___ Given data

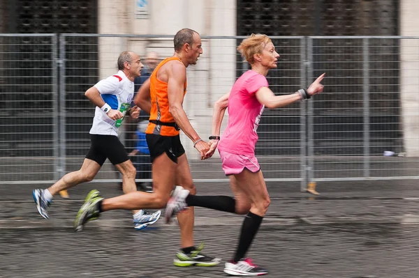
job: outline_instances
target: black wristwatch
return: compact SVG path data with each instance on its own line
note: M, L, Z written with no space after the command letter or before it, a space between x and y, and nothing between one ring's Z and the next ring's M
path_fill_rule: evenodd
M210 136L208 139L210 140L219 140L220 139L220 137L219 136Z

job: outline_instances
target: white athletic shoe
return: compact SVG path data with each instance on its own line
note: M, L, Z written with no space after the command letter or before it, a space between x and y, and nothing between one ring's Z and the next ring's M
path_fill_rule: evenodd
M224 272L234 276L259 276L267 274L267 271L253 263L251 258L245 258L235 263L226 263Z
M182 186L175 187L164 212L166 223L170 223L173 216L187 208L185 199L189 194L189 190L184 190Z

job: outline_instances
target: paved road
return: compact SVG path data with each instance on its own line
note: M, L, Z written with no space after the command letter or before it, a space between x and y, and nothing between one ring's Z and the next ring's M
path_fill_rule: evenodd
M268 277L415 277L419 263L416 180L328 183L322 194L297 183L268 184L272 203L249 256ZM72 221L93 187L106 196L116 186L86 184L57 198L50 220L38 215L30 185L0 187L0 277L220 277L222 265L176 268L176 224L159 222L138 232L130 213L114 211L75 233ZM198 183L199 192L229 194L228 185ZM242 217L196 209L195 238L205 253L233 256Z

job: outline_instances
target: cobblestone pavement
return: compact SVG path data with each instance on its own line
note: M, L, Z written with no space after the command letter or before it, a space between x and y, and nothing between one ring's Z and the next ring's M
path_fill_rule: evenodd
M328 183L320 196L297 184L268 183L272 203L249 256L270 270L268 277L416 277L419 257L417 181ZM135 231L130 213L112 211L75 233L72 222L85 194L115 185L89 183L59 196L50 219L38 215L32 188L0 186L0 277L222 277L242 217L196 210L195 239L205 254L223 258L212 268L172 265L179 247L176 224L159 221ZM197 184L199 193L230 194L223 183ZM416 188L418 187L418 188Z

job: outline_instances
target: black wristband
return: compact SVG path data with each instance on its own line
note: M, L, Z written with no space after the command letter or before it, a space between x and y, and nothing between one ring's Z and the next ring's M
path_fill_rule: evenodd
M306 90L305 88L300 88L300 90L298 90L298 93L300 93L300 95L301 95L302 101L304 100L308 100L309 98L311 98L311 96L309 95L309 92L307 92L307 90Z
M214 136L214 135L212 135L212 136L210 136L210 137L208 139L209 139L210 140L219 140L219 139L220 139L220 138L221 138L221 137L220 137L219 136Z

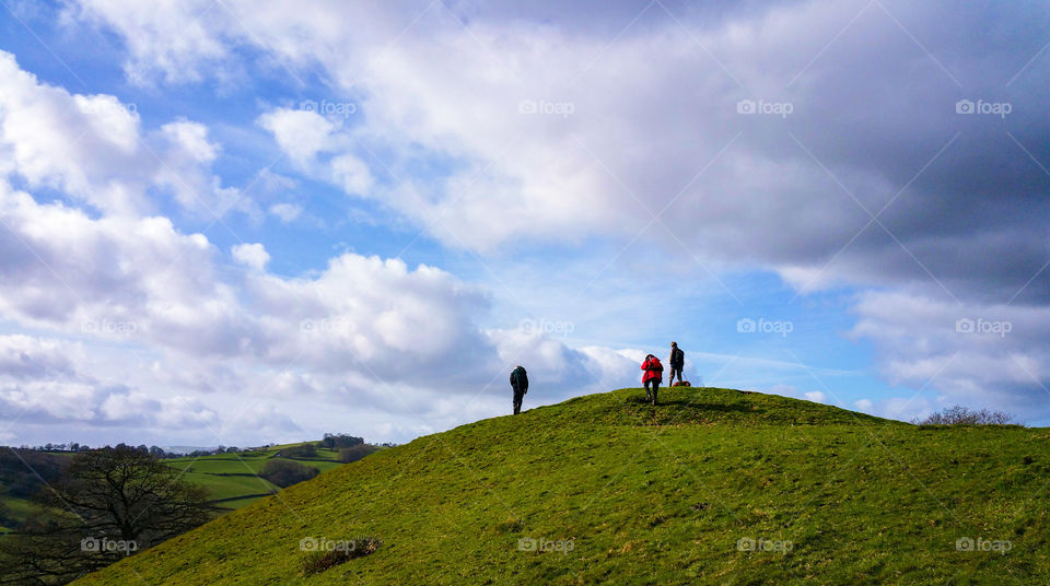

______

■ What you will do ■
Retype all of the items word for word, leaving out the pictures.

■ Solved problem ■
job: outline_instances
target: black wristwatch
return: compact SVG path data with each instance on its own line
note: M, L, Z written with no space after the command letter or before it, a space between x and y, and nothing between one ring's Z and the next ring's M
path_fill_rule: evenodd
M210 136L208 139L210 140L219 140L220 139L220 137L219 136Z

job: outline_instances
target: white athletic shoe
return: compact SVG path data with each instance on its own line
note: M, L, Z written with no space after the command letter or before it, a space between x and y, and nothing between one ring's Z and the next ring's M
path_fill_rule: evenodd
M224 272L234 276L259 276L267 274L267 271L253 263L251 258L245 258L235 263L226 263Z
M182 186L175 187L164 212L166 223L170 223L173 216L187 208L185 199L189 194L189 190L184 190Z

job: outline_instances
target: paved road
return: compact SVG path data with each instance on its own line
note: M, L, Z written with no space after the command letter or before it, a space between x and y, and nothing between one ring's Z and the next ring's M
path_fill_rule: evenodd
M268 277L415 277L419 263L416 180L328 183L322 194L297 183L268 184L272 203L249 256ZM72 221L93 187L106 196L116 186L86 184L57 198L50 220L38 215L30 185L0 187L0 277L220 277L222 265L176 268L176 224L159 222L138 232L130 213L114 211L75 233ZM198 183L199 192L229 194L228 185ZM242 217L196 209L195 238L205 253L233 256Z

job: outline_instances
target: cobblestone pavement
return: compact SVG path data with each instance on its own line
note: M, L, Z written with no space after the command letter or before it, a space between x and y, and nothing between one ring's Z and the next ring's M
path_fill_rule: evenodd
M328 183L320 196L297 184L268 183L272 203L249 256L270 270L268 277L416 277L419 257L417 181ZM135 231L130 213L112 211L75 233L72 222L85 194L115 185L89 183L59 196L50 219L38 215L32 188L0 186L0 277L222 277L242 217L196 210L195 239L205 254L223 258L212 268L172 265L179 247L176 224L159 221ZM197 184L199 193L230 194L223 183ZM416 188L418 187L418 188Z

job: outline_instances
target: black wristband
return: compact SVG path data with each instance on its own line
note: M, L, Z written with no space after the command letter or before it, a space between x and y, and nothing between one ring's Z and the next ring's M
path_fill_rule: evenodd
M306 90L305 88L300 88L300 90L298 90L298 93L300 93L300 95L301 95L302 101L304 100L308 100L309 98L311 98L311 96L309 95L309 92L307 92L307 90Z
M214 136L214 135L212 135L212 136L210 136L210 137L208 139L209 139L210 140L219 140L219 139L220 139L220 138L221 138L221 137L220 137L219 136Z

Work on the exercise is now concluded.